REQUIREMENTS: In the rows below, copy out every line from the one containing "Can you find the torii gate base?" down to the one containing "pixel 355 216", including both of those lines, and nothing else.

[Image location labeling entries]
○ ○ ○ ○

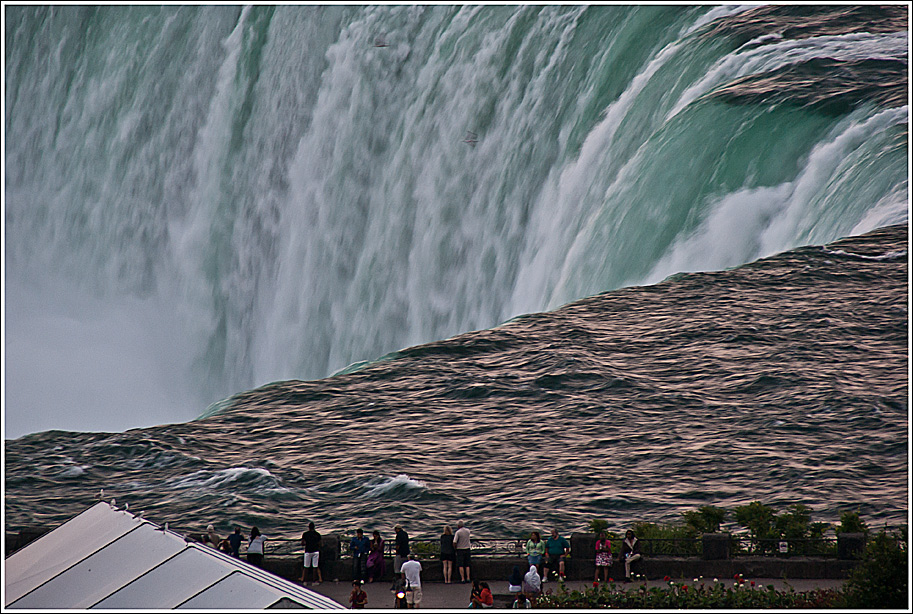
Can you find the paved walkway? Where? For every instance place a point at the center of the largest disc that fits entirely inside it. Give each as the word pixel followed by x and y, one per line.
pixel 440 596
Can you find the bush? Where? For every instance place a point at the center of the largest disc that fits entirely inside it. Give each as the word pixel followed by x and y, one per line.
pixel 850 522
pixel 707 519
pixel 880 580
pixel 759 520
pixel 681 595
pixel 766 529
pixel 668 539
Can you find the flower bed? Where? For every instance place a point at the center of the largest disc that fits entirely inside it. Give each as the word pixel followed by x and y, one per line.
pixel 699 594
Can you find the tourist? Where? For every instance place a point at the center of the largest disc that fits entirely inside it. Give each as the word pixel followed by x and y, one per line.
pixel 402 548
pixel 532 584
pixel 212 538
pixel 521 602
pixel 358 598
pixel 310 540
pixel 484 598
pixel 474 593
pixel 255 547
pixel 412 569
pixel 235 540
pixel 461 543
pixel 376 565
pixel 448 554
pixel 557 548
pixel 535 550
pixel 359 547
pixel 515 580
pixel 630 552
pixel 399 591
pixel 603 556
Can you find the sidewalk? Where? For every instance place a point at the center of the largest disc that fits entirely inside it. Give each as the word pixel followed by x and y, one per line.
pixel 440 596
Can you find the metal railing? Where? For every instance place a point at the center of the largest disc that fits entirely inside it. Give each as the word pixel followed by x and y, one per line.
pixel 744 545
pixel 739 545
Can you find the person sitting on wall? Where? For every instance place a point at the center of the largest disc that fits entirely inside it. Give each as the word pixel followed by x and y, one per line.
pixel 557 548
pixel 532 584
pixel 603 557
pixel 630 552
pixel 515 580
pixel 358 598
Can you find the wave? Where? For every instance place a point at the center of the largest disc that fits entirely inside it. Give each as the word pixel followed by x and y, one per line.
pixel 201 199
pixel 397 487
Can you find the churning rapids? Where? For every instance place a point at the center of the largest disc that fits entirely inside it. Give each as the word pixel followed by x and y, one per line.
pixel 200 200
pixel 783 380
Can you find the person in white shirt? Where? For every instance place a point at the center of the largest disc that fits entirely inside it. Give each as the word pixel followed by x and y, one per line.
pixel 461 544
pixel 412 569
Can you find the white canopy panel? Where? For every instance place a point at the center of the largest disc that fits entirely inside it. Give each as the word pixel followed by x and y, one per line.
pixel 108 558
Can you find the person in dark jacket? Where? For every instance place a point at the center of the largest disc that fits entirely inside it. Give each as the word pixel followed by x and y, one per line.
pixel 359 547
pixel 401 554
pixel 448 554
pixel 630 552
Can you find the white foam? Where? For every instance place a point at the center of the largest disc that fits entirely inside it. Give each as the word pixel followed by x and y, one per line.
pixel 234 477
pixel 387 485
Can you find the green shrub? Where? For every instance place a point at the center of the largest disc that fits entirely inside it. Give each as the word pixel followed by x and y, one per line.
pixel 850 522
pixel 707 519
pixel 759 520
pixel 880 580
pixel 425 548
pixel 683 595
pixel 672 539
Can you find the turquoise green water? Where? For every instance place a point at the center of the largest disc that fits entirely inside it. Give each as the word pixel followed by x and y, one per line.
pixel 201 200
pixel 205 199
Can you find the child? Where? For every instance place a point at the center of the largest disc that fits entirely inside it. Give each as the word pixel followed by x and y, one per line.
pixel 399 591
pixel 358 598
pixel 522 602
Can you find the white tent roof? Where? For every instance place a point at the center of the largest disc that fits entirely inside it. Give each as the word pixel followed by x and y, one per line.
pixel 109 558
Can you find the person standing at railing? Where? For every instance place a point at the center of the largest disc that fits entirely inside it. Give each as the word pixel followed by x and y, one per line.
pixel 603 556
pixel 255 547
pixel 310 540
pixel 376 566
pixel 359 547
pixel 402 548
pixel 535 550
pixel 358 597
pixel 234 541
pixel 557 548
pixel 630 552
pixel 461 544
pixel 448 553
pixel 412 569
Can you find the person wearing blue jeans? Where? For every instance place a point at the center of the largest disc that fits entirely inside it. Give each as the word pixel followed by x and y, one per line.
pixel 359 547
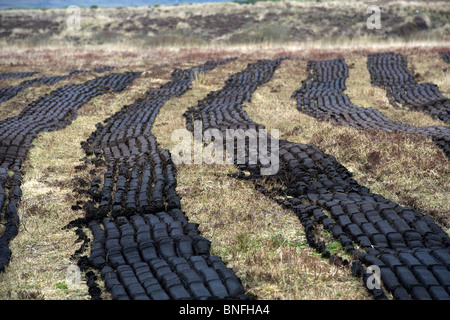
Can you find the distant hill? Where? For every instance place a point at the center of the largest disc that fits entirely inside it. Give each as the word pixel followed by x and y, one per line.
pixel 89 3
pixel 224 23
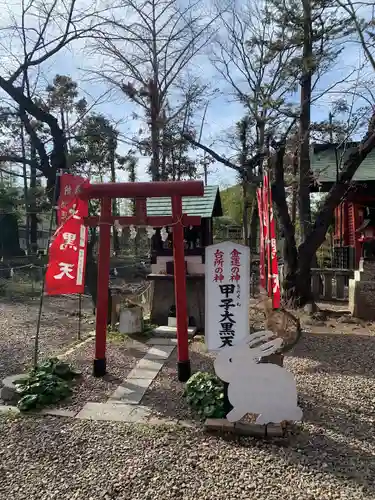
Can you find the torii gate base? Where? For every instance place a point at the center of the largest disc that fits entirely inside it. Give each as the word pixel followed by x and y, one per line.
pixel 140 191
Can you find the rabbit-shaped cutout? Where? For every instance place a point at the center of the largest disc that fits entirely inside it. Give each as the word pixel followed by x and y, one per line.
pixel 265 389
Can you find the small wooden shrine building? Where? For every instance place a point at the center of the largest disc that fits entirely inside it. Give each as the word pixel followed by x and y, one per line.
pixel 196 239
pixel 355 216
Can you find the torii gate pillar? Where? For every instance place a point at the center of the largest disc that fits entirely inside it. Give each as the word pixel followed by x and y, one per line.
pixel 141 191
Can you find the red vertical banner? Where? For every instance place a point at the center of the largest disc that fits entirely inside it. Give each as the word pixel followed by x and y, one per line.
pixel 67 253
pixel 266 232
pixel 273 270
pixel 262 271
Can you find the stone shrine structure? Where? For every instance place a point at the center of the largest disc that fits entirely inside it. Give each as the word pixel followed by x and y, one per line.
pixel 362 290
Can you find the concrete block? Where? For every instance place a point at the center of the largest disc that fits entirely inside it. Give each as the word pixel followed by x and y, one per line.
pixel 362 299
pixel 130 392
pixel 171 331
pixel 57 412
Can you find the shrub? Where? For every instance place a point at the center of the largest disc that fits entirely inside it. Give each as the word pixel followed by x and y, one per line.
pixel 204 392
pixel 46 384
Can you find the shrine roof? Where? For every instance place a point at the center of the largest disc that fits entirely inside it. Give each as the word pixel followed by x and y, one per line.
pixel 323 163
pixel 208 205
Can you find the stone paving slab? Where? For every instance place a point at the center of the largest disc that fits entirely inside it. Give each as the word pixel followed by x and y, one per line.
pixel 146 368
pixel 171 331
pixel 114 412
pixel 131 392
pixel 161 341
pixel 159 352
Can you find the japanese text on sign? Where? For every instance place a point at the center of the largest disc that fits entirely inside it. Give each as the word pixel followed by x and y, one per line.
pixel 227 294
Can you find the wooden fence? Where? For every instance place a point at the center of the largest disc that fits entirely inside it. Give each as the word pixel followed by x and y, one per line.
pixel 330 284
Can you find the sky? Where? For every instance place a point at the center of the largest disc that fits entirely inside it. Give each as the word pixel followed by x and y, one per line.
pixel 223 112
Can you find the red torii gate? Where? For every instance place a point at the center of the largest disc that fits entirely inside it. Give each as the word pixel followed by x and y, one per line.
pixel 140 191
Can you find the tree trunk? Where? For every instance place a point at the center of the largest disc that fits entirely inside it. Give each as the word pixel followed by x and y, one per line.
pixel 33 207
pixel 305 119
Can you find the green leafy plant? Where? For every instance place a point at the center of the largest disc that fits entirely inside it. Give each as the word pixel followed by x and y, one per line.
pixel 46 384
pixel 204 392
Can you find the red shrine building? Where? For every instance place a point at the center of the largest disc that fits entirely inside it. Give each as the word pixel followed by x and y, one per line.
pixel 354 222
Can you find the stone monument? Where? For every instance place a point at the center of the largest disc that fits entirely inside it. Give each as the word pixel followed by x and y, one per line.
pixel 362 289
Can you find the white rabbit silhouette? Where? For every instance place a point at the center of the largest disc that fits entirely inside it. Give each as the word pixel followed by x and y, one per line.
pixel 261 388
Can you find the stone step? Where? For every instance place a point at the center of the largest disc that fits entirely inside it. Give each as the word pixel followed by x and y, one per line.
pixel 115 412
pixel 171 331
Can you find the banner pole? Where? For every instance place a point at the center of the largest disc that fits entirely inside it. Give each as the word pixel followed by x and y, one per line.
pixel 36 342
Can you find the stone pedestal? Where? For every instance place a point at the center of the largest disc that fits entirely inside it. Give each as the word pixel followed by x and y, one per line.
pixel 362 291
pixel 163 298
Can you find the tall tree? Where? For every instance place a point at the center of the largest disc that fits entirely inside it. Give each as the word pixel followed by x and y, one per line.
pixel 148 48
pixel 35 35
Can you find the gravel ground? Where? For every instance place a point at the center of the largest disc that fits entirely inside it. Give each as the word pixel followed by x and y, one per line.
pixel 122 355
pixel 335 379
pixel 66 459
pixel 165 395
pixel 59 328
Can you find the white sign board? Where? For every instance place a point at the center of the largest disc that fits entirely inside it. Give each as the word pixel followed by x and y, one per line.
pixel 227 284
pixel 256 387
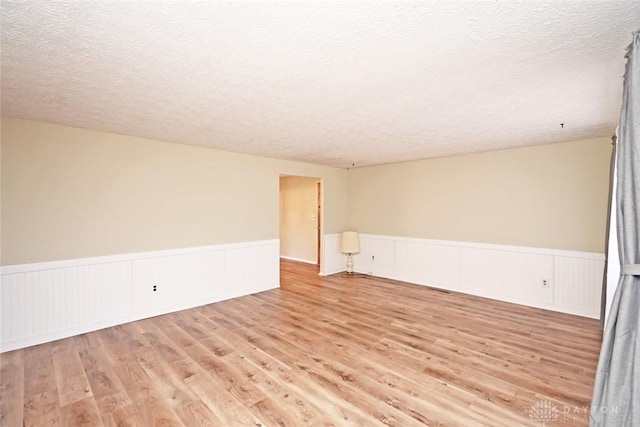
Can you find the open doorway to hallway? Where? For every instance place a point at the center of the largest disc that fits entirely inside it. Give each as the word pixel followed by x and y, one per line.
pixel 301 219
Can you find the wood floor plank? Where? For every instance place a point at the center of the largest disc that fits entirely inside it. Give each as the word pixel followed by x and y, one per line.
pixel 12 370
pixel 71 380
pixel 322 351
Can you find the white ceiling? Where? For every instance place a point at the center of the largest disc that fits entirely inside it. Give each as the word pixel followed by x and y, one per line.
pixel 328 82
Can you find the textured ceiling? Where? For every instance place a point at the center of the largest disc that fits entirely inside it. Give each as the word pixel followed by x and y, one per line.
pixel 333 83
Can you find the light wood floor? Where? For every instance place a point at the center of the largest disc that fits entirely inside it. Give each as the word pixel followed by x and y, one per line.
pixel 317 351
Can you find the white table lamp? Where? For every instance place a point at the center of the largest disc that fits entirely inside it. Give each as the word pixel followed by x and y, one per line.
pixel 350 245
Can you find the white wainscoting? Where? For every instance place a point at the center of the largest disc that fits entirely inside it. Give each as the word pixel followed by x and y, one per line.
pixel 43 302
pixel 333 261
pixel 506 273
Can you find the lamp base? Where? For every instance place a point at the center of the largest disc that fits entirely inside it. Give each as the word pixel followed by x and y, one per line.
pixel 349 265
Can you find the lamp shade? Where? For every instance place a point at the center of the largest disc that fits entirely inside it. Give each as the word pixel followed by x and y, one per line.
pixel 350 243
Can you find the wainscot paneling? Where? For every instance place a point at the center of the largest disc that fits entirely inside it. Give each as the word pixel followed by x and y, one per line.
pixel 43 302
pixel 559 280
pixel 333 261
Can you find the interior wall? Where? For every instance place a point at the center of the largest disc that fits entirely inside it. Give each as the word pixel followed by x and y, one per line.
pixel 298 218
pixel 72 193
pixel 550 196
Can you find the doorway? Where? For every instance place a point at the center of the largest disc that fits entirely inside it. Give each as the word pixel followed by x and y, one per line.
pixel 301 219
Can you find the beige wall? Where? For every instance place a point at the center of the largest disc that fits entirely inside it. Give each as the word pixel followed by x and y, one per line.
pixel 72 193
pixel 551 196
pixel 298 218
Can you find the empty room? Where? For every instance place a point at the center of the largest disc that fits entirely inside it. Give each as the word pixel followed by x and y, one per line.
pixel 271 213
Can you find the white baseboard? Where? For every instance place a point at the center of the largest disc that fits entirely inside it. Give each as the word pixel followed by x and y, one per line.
pixel 306 261
pixel 42 302
pixel 507 273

○ ○ ○ ○

TASK SOLUTION:
Can you find the torii gate base? Where? For every instance place a point at the center of the largest disc that fits entirely inside it. Give each as the word pixel followed by x and y, one per line.
pixel 140 191
Can you find the rabbit-shaped cutout? Where? For every instance place a point at the center of the largest disc that fits entirely inside it. Give each as the word pixel followed by x and y, one per line.
pixel 265 389
Can you find the small wooden shrine building? Where? For every instance place a point at the center of the largest disc that fits entirely inside it. Give each as the word pixel followed by x and y, one per line.
pixel 196 239
pixel 355 216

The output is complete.